→ **Excerpt**
From the harry potter series , vol. 1.

by J.K. Rowling ‧ RELEASE DATE: Sept. 1, 1998

It’s slanted toward action-oriented readers, who will find that Briticisms meld with all the other wonders of magic school.

In a rousing first novel, already an award-winner in England, Harry is just a baby when his magical parents are done in by Voldemort, a wizard so dastardly other wizards are scared to mention his name.

→ **Material provided**
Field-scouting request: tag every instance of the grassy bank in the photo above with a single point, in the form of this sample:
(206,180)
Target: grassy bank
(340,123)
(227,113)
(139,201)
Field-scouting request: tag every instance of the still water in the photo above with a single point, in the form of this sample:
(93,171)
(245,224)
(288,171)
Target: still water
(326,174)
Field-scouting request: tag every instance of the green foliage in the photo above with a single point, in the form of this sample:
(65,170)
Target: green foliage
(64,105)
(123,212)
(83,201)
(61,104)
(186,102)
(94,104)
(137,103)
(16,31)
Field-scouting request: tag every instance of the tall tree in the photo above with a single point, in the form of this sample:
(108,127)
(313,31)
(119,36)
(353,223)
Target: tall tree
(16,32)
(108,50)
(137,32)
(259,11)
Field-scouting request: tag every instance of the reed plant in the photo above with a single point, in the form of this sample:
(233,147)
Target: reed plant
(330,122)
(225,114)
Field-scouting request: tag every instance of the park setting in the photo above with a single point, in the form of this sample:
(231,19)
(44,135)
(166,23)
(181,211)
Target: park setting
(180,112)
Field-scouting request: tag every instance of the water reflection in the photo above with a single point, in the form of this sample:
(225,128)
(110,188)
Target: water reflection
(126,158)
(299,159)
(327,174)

→ **Short problem A**
In the Harry Potter review, substitute "wizarding school" for "magic school" and give the passage again from "From the harry" to "of magic school.".
→ **Short problem B**
Pick up the review of the first Harry Potter novel after its final sentence and continue it.

→ **Reply A**
From the harry potter series , vol. 1.

by J.K. Rowling ‧ RELEASE DATE: Sept. 1, 1998

It’s slanted toward action-oriented readers, who will find that Briticisms meld with all the other wonders of wizarding school.

→ **Reply B**
So Harry is brought up by his mean Uncle Vernon and Aunt Petunia Dursley, and picked on by his horrid cousin Dudley. He knows nothing about his magical birthright until ten years later, when he learns he’s to attend Hogwarts School of Witchcraft and Wizardry. Hogwarts is a lot like English boarding school, except that instead of classes in math and grammar, the curriculum features courses in Transfiguration, Herbology, and Defense Against the Dark Arts. Harry becomes the star player of Quidditch, a sort of mid-air ball game. With the help of his new friends Ron and Hermione, Harry solves a mystery involving a sorcerer’s stone that ultimately takes him to the evil Voldemort. This hugely enjoyable fantasy is filled with imaginative details, from oddly flavored jelly beans to dragons’ eggs hatched on the hearth.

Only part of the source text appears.